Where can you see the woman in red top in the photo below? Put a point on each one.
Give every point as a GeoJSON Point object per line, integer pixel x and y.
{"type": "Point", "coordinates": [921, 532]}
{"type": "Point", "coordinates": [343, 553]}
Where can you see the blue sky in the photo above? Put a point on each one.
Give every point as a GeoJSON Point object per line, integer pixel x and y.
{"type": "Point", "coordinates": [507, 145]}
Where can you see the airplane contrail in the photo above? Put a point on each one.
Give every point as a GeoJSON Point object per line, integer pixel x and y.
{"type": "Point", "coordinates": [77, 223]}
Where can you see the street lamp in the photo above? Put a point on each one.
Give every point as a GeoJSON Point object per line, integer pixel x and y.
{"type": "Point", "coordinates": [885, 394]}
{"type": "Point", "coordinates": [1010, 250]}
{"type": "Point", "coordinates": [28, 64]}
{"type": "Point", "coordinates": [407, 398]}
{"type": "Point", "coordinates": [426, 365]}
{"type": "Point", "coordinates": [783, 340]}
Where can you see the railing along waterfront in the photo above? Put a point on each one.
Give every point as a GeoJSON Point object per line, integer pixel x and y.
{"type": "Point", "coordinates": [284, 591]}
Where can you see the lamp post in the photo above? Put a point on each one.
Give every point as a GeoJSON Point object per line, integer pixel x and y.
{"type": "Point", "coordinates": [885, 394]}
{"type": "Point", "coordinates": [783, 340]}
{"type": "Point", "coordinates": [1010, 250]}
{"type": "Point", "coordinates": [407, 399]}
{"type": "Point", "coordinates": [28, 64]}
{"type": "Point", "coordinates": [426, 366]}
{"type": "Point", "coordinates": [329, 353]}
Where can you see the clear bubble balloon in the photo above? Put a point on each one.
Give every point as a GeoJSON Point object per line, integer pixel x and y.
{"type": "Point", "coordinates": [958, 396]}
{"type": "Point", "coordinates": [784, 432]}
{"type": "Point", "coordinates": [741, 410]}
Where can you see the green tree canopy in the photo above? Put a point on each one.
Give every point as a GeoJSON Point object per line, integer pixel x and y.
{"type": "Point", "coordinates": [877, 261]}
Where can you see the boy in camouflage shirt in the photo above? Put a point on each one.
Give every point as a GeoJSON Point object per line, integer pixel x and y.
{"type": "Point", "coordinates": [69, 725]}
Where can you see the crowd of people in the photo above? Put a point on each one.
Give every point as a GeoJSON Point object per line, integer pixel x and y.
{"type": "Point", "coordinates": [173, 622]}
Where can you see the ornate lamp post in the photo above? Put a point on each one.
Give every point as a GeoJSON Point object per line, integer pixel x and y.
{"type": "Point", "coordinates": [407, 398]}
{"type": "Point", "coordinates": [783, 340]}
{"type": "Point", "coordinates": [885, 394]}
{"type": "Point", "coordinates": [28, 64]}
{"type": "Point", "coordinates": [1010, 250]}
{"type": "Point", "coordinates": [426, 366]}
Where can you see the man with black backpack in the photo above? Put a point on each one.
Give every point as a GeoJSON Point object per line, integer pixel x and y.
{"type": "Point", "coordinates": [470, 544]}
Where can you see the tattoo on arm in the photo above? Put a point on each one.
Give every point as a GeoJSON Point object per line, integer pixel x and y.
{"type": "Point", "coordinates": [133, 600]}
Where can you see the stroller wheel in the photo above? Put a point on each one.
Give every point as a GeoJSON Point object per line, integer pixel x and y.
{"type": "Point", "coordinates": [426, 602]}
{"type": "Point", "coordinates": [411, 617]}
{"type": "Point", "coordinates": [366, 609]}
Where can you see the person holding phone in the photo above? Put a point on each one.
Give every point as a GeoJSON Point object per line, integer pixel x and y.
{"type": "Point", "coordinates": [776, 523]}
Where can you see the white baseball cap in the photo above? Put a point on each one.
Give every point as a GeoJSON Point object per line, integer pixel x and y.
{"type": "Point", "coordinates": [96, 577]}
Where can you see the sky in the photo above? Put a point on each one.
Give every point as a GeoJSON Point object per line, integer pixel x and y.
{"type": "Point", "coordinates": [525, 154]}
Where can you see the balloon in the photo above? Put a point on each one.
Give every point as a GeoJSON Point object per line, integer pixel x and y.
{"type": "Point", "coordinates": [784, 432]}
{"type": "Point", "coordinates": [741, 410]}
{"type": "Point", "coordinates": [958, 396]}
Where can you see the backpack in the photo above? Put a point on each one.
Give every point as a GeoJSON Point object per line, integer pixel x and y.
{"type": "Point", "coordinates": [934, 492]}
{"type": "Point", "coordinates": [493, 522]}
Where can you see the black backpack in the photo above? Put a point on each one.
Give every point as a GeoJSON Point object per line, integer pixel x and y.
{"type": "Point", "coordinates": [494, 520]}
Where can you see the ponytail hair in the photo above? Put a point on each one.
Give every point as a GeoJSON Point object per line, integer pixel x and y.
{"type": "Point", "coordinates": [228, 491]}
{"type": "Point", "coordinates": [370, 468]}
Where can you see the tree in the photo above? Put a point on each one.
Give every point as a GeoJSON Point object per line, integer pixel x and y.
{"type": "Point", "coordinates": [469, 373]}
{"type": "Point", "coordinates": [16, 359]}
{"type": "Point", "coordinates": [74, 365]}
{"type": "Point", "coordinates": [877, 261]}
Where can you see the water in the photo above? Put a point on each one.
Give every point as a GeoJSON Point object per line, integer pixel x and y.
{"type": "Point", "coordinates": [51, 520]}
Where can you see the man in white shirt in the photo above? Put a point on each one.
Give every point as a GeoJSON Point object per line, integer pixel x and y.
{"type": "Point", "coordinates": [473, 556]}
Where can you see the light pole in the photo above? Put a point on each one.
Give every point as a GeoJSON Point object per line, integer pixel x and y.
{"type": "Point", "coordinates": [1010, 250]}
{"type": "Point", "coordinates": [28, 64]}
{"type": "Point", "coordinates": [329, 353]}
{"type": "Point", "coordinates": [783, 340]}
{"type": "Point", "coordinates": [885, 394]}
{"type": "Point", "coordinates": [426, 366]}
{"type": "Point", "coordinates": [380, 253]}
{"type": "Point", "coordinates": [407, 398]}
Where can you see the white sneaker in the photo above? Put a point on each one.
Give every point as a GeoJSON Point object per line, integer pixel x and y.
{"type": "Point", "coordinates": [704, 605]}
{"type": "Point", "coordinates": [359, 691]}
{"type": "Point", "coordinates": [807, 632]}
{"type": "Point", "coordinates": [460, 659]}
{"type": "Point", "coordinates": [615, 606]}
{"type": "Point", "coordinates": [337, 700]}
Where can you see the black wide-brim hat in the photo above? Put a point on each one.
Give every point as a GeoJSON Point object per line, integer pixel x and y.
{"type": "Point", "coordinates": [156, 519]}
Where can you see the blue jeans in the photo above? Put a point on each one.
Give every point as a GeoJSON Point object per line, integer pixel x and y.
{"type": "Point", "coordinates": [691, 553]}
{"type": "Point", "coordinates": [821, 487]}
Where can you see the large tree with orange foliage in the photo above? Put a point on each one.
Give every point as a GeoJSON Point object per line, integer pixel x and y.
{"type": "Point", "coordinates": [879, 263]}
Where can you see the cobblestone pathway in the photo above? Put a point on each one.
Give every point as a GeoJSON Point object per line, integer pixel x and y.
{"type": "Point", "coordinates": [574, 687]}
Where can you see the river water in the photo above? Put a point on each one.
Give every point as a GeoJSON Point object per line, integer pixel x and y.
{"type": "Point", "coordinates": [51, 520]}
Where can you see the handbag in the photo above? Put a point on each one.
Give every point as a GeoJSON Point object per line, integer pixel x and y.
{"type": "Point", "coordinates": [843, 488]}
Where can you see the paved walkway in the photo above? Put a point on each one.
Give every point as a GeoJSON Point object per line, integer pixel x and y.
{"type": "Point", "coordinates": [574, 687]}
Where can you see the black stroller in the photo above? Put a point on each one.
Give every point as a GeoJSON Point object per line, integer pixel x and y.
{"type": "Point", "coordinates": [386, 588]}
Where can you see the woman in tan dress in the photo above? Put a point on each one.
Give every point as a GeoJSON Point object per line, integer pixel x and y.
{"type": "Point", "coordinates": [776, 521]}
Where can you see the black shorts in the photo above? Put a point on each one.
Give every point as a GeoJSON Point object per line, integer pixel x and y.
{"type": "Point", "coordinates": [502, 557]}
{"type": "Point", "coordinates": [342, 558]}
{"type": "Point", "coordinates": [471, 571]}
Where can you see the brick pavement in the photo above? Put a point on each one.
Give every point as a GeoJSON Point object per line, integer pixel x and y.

════════

▶ _To be done_: Convert the lines of the records, from the line with "Where can you see the woman in tan" through the last line of the records, into a Markdown table with a Row column holding a running number and a Record line column holding each line. Omit blank lines.

▶ _Result of the task_:
| Row | Record line |
|---|---|
| 1 | Where can you see the woman in tan dress in the photo above? Put a point on each one. |
| 2 | Give every point as a GeoJSON Point object per line, integer pixel x and y. |
| 3 | {"type": "Point", "coordinates": [776, 521]} |
| 4 | Where can you see the black shorts in the photo above? Put a point on each one. |
| 5 | Give every point as a GeoJSON Point object per line, integer pixel x and y. |
| 6 | {"type": "Point", "coordinates": [502, 557]} |
| 7 | {"type": "Point", "coordinates": [342, 558]} |
| 8 | {"type": "Point", "coordinates": [471, 571]} |
| 9 | Where can you see the brick pavement in the photo above? Put a point on each one. |
| 10 | Give every point as a GeoJSON Point object per line, integer pixel x and y. |